In a speech marking the Communist Party's 105th anniversary, Xi Jinping sorted a century of Party rule into four eras and claimed the newest one for himself.
Published: July 14, 2026
Xi Jinping Rewrites Communist Party History
On March 19, 2018, during a plenary session of the 13th National People's Congress, China's rubber-stamp legislature, in the Great Hall of the People in Beijing, newly appointed deputy prime minister Han Zheng (front row, far right) leads then deputy prime ministers Sun Chunlan, Hu Chunhua, and Liu He, along with then state councilor Wei Fenghe, as they prepare to take their oaths of office. (Image: Etienne Oliveau/Getty Images)

On July 1, 2026 Xi Jinping marked the Party’s 105th anniversary with a roughly forty-minute address at the Great Hall of the People, the Party’s ceremonial hall on the edge of Tiananmen Square in Beijing. State media cast it as a triumphant review of the Party’s history, but overseas critics drew a sharper conclusion: In the speech, Xi sorted more than a century of Communist Party rule into four eras and reserved the newest for himself, a framing they say is meant to rank him alongside Mao Zedong as the founder of a historical epoch. The same address, they argue, revealed a ruler who now governs by permanent struggle, whose anti-corruption campaign keeps devouring his own lieutenants, and who can no longer count on the “absolute loyalty” he demands.

Dataset excerpt:
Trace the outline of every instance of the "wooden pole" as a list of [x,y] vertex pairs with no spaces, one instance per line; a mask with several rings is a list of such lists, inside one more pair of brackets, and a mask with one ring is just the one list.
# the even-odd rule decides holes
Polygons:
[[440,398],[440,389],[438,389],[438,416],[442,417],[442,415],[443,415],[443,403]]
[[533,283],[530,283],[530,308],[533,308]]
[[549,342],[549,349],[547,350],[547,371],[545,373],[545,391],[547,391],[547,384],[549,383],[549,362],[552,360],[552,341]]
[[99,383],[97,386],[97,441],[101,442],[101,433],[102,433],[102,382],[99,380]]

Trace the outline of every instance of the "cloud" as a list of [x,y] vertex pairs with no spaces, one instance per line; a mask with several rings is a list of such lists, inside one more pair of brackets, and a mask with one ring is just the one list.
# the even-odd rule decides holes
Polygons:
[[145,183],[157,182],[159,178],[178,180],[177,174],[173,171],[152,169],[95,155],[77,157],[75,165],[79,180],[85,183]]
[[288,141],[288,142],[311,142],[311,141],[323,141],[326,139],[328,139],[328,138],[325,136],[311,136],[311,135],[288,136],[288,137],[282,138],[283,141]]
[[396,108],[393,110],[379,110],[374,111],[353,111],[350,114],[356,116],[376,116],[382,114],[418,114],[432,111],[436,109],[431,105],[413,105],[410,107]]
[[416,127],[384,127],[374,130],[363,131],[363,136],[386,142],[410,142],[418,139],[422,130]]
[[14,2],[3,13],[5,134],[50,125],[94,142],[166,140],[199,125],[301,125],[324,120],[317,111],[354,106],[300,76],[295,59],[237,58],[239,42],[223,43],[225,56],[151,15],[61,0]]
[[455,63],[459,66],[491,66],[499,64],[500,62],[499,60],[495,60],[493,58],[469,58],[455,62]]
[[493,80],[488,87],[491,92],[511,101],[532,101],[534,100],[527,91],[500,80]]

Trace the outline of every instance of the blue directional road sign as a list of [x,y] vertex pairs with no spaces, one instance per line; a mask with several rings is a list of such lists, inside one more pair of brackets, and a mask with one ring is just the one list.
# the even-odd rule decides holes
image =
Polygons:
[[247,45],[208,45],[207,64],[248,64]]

(Parts of the exercise)
A: In one to three sentences, explain what overseas critics say Xi meant to achieve by sorting the Party's history into four eras and claiming the newest for himself, according to the passage about Xi's anniversary speech.
B: Retype the stretch of the passage about Xi's anniversary speech from "Published: July 14, 2026" through "Etienne Oliveau/Getty Images)".
This material comes from a source separate from the passage.

(Worked answers)
A: Overseas critics say the framing is meant to rank Xi alongside Mao Zedong as the founder of a historical epoch.

B:
Published: July 14, 2026
Xi Jinping Rewrites Communist Party History
On March 19, 2018, during a plenary session of the 13th National People's Congress, China's rubber-stamp legislature, in the Great Hall of the People in Beijing, newly appointed deputy prime minister Han Zheng (front row, far right) leads then deputy prime ministers Sun Chunlan, Hu Chunhua, and Liu He, along with then state councilor Wei Fenghe, as they prepare to take their oaths of office. (Image: Etienne Oliveau/Getty Images)